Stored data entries

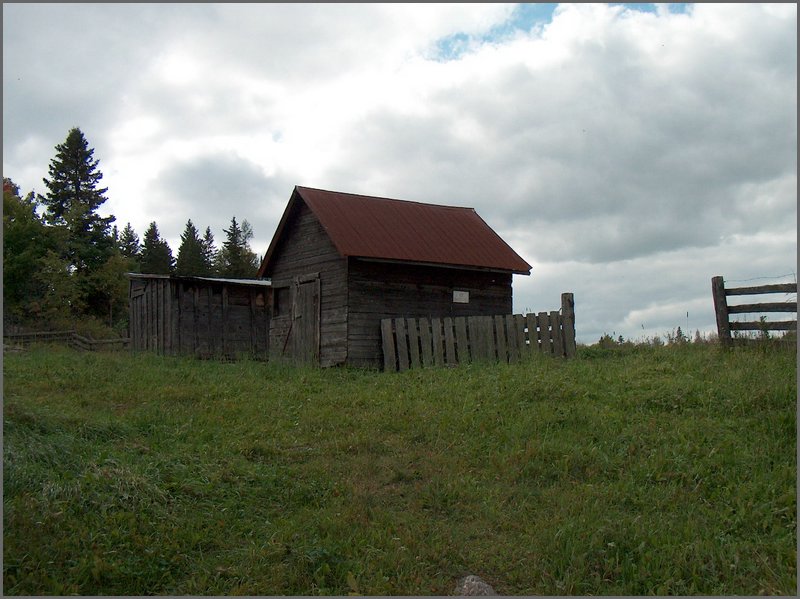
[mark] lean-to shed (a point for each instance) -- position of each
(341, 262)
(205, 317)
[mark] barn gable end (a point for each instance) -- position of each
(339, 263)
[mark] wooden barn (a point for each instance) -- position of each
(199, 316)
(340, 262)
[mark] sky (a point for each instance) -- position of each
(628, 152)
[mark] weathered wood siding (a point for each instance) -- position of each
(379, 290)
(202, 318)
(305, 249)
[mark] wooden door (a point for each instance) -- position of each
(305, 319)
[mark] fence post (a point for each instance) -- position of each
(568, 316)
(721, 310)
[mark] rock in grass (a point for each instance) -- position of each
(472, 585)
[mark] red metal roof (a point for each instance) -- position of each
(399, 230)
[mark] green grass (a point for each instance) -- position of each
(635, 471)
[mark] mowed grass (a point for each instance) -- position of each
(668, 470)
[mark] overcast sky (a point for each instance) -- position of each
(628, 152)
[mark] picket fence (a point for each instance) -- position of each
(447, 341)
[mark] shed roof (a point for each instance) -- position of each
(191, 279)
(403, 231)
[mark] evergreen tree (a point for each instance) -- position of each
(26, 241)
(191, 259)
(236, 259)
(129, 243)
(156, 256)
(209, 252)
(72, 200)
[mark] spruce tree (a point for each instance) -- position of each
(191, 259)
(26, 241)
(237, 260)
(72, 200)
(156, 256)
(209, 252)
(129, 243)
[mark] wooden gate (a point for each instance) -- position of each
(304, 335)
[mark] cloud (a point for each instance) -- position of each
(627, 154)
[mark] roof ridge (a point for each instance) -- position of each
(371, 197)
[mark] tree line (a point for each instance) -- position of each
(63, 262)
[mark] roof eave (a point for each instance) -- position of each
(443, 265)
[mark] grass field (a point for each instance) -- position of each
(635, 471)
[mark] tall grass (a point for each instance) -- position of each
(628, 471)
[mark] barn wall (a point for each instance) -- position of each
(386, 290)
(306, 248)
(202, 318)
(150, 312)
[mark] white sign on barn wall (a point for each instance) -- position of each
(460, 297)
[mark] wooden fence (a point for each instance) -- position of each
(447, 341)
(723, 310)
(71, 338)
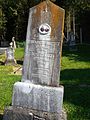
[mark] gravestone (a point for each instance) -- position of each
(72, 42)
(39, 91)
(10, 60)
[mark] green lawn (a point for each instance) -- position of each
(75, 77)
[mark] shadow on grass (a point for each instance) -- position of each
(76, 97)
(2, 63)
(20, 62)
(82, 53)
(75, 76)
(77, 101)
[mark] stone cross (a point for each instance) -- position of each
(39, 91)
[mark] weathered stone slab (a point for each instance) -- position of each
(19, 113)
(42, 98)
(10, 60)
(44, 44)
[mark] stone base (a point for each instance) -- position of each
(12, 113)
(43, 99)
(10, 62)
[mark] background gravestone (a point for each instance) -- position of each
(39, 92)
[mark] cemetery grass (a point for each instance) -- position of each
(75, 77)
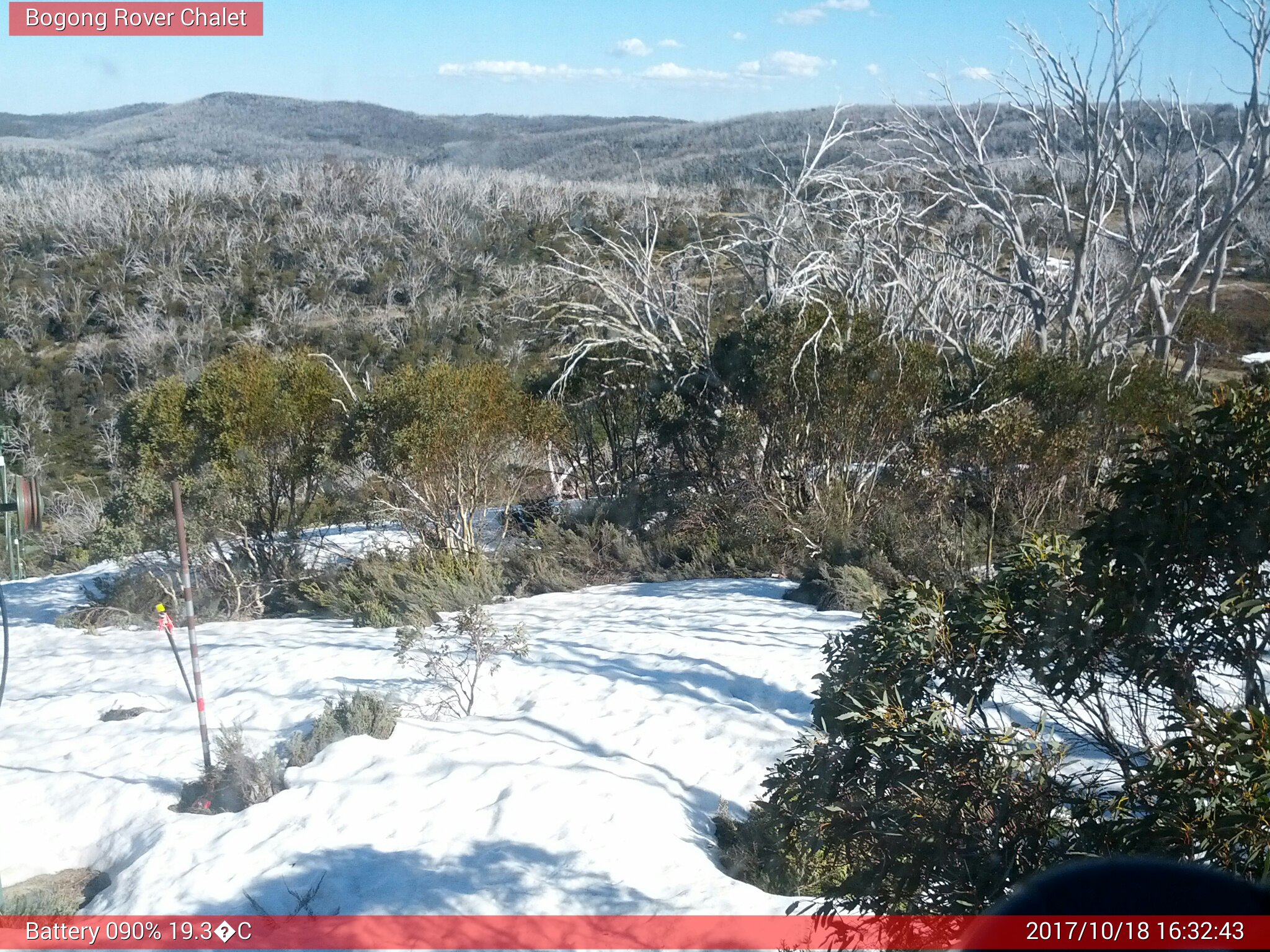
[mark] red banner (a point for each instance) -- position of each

> ABOUT THIS TASK
Please give back all the records above word for word, with no pictures included.

> EXERCISE ANSWER
[mark] lean-to shed (a point for each instance) -- position of each
(341, 262)
(205, 317)
[mark] barn gable end (a point for each instance) -- position of each
(339, 263)
[mark] wooden barn (a point for each instance) -- position of each
(199, 316)
(340, 262)
[mark] sky (a point for each instance) -- position of each
(628, 152)
[mark] weathered wood siding (a point for each instance) -- position of each
(379, 290)
(202, 318)
(305, 249)
[mark] wooden door (a point for each instance) -- position of each
(305, 319)
[mark] fence post (a point for each instance) -- position of each
(568, 316)
(721, 310)
[mark] rock in grass (a point for each instance) -- position of each
(472, 585)
[mark] red metal roof (a point for each instance) -- position of each
(399, 230)
[mark] green grass (a point for each instance) -- position of each
(635, 471)
[mark] mowed grass (a point for each instance) -- position of each
(668, 470)
[mark] overcast sky (a point for each instance) -- position of each
(628, 152)
[mark] picket fence (a point for each instance) -- position of each
(447, 341)
[mark] shed roof (a point for each instance) -- position of each
(191, 279)
(403, 231)
[mark] evergreen tree (a point for each instance) -- position of each
(26, 241)
(191, 259)
(236, 259)
(129, 243)
(156, 256)
(209, 252)
(72, 200)
[mark] spruce tree (a point for each instance) -- position of each
(191, 259)
(26, 241)
(237, 260)
(72, 200)
(156, 256)
(209, 252)
(129, 243)
[mark] wooden gate (a point for each instance) -- position of each
(304, 335)
[mark] cloud (a point for each instance) -- position of each
(627, 154)
[mark] roof ridge (a point for each instance) -- position of each
(371, 197)
[mark] tree line (a point for each instance) -- position of each
(63, 262)
[mark] roof eave (a point for each instance) -- position of each
(443, 265)
[mark] grass field (a point for each instance) -- position of each
(635, 471)
[mark] tall grass (a point for each instance) -- position of each
(628, 471)
[mark] barn wall (a point for each instance) -- position of each
(386, 290)
(306, 248)
(202, 318)
(150, 312)
[mark] white sign on barn wall (a point for each instance) -- position of each
(460, 297)
[mark] wooden fence (a point for each instance) -- position of each
(447, 341)
(723, 310)
(71, 338)
[mark] gravestone (a point for each instance) -- position of each
(72, 42)
(39, 91)
(10, 60)
[mark] green lawn (a point for each instance) -- position of each
(75, 77)
[mark] shadow on grass (a point for each instance) -- position of each
(76, 97)
(2, 63)
(20, 62)
(82, 53)
(75, 76)
(77, 101)
[mark] stone cross (a point for each instance) -- position of each
(39, 91)
[mark] weathered stone slab (a point for each instance) -- position of each
(19, 113)
(42, 98)
(10, 60)
(44, 44)
[mark] stone base (a point for each instance) -- position of each
(12, 113)
(43, 99)
(10, 62)
[mark] background gravestone (a point for each instance) -- position of each
(39, 92)
[mark] cemetery grass (a point for each instance) -- position of each
(75, 77)
[mark] red banner (a point for each instance) -- position of each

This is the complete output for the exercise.